Source passage:
◆ ◆ ◆

Why Influencers Can’t Achieve the Tipping Point

young woman posing for photo

A recent news item about an Instagram influencer’s failure made me think of Malcolm Gladwell’s The Tipping Point, published before social media even existed, in 2000.

Arii, an 18 year-old Instagram influencer with 2.6 million followers, was not able to sell even 36 t-shirts of her new clothing line. The news of her failure went viral and produced some reactions including those questioning whether the Instagram influencer bubble was bursting. A sign of the times, some said, and the end of the influencer culture in general, some predicted. This made me think of The Tipping Point.

Gladwell mentions three types of people necessary for the tipping point to occur:

  • The Connectors: those who know everybody; the networkers with large social circles; the social glue
  • The Mavens: those who possess information and expertise, and seek to share it; the data banks; the ones “in the know”
  • The Salesmen: the persuasive and charismatic types who often rely on “soft” influence to sell

Given these three necessary categories of people for a tipping point to occur, which one do the Instagram influencers fall under?

Is an influencer a connector? While followers might know an influencer (or at least the brand they portray), she does not really know her followers. Arii was certain a good portion of her 2.6 million followers would buy her clothes, yet they didn’t.

◆ ◆ ◆

Recorded information:
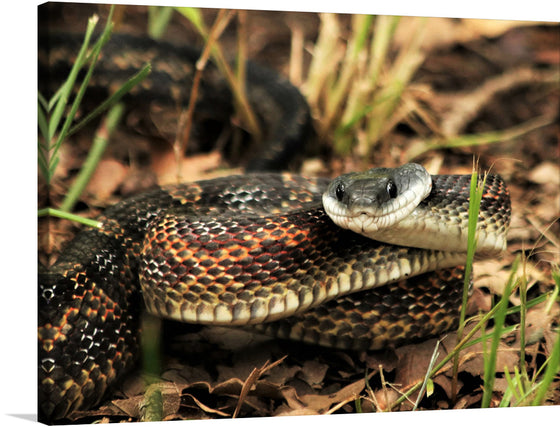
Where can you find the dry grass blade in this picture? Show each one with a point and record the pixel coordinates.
(255, 374)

◆ ◆ ◆

Exercise instructions:
(a) Summarize the passage on influencers and the tipping point in two sentences.
(b) Copy the passage on influencers and the tipping point from "Given these three" to "yet they didn’t.", renaming "followers" as "fans".

Solution list:
(a) Arii, an 18-year-old Instagram influencer with 2.6 million followers, could not sell even 36 t-shirts from her new clothing line, which led the author to think of Malcolm Gladwell's The Tipping Point. The author lists the book's three types of people needed for a tipping point (Connectors, Mavens, and Salesmen) and begins asking which type influencers fit, noting that an influencer does not really know her followers and that Arii's followers did not buy her clothes.

(b)
Given these three necessary categories of people for a tipping point to occur, which one do the Instagram influencers fall under?

Is an influencer a connector? While fans might know an influencer (or at least the brand they portray), she does not really know her fans. Arii was certain a good portion of her 2.6 million fans would buy her clothes, yet they didn’t.